#### [Work to complete]
Reproduce each of the rows below verbatim, keeping every character, space and line break unchanged.
···
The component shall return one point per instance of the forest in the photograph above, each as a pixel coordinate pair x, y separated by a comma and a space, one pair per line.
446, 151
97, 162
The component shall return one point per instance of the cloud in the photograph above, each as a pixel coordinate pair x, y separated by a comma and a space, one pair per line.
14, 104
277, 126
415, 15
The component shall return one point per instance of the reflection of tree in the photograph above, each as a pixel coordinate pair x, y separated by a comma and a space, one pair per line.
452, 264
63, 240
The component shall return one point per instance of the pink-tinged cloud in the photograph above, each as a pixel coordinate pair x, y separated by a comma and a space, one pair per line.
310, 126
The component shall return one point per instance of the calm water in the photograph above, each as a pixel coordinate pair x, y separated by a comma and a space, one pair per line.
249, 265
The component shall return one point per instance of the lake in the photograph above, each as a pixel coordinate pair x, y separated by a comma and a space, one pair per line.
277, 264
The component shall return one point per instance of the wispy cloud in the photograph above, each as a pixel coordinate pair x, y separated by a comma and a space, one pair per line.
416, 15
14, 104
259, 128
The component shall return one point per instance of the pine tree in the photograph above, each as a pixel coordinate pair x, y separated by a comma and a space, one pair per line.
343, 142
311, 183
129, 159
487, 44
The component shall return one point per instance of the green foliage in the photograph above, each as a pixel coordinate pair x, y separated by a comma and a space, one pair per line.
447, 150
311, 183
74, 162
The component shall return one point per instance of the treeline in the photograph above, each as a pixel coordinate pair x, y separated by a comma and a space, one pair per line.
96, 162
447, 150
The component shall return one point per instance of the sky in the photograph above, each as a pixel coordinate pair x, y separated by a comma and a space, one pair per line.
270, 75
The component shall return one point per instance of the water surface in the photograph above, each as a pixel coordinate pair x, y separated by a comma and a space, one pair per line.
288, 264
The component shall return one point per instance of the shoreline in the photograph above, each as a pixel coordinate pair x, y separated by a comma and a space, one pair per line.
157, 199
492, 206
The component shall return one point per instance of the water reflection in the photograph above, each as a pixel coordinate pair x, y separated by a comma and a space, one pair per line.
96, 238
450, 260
···
#### [Solution to this task]
The component shall return one point per instance of the forest in the photograph above, each as a pixel coordinate pair x, y separated by a comma and a space, one pair per line.
446, 151
97, 162
The component shall return one point per instance of the cloud in the photograph above, each as a pixel coordinate pair x, y separated by a comma and a space, one pair per line.
14, 104
277, 126
415, 15
The component shall return one point per instance of the reflection of tree in the photograph above, each as a pixel coordinate pair x, y separated by a comma and a space, one pair per line.
452, 264
63, 240
The component shall return one point per instance of the pink-tinged cloud in the photograph above, each as a pixel coordinate pair x, y separated by a comma and a space, one pair per line.
310, 126
The component shall return one point per instance of the calm water in the photograph above, each as a pixel coordinate pair x, y separated by a comma and a space, one pair per line.
249, 265
The component shall return one point per instance of the lake in the photograph above, each as a pixel coordinate pair x, y separated by a comma and a space, one pair per line.
277, 264
The component shall return one point per instance of the wispy cloud in the photograph above, each as a pixel coordinate pair x, y separated by a comma and a space, one pair per line.
416, 15
14, 104
259, 128
The component shall return one point per instance of the pine tree in the photograph above, each as a pixel coordinate pair x, y separated by a comma and a space, one pair per line.
343, 142
311, 183
129, 159
487, 44
The component shall return one point per instance of the green foliage in the photograph above, each as a pixel coordinate pair x, y separated by a comma and a space, one pair per line.
447, 150
311, 183
74, 162
The component shall return one point per instance of the treeline in the photograph above, each as a pixel coordinate pair x, y separated by a comma and a space, one pair per line.
96, 162
447, 150
The component shall return one point per instance of the sky in the photograph above, each as a pixel coordinate pair x, y separated by a comma and a space, one pair per line.
270, 75
The component shall return one point per instance of the water surface in the photograph above, each as a pixel coordinate pair x, y separated by a comma and a space, one pair per line.
288, 264
The component shall return one point per instance of the shoreline in the photograph above, each as a pixel coordinate pair x, y separated by a comma and a space, one pair per line.
157, 199
492, 206
The component shall return one point per instance of the water reflection in the photograph above, each as a pixel coordinate pair x, y separated by a comma and a space, one pair per line.
96, 238
450, 260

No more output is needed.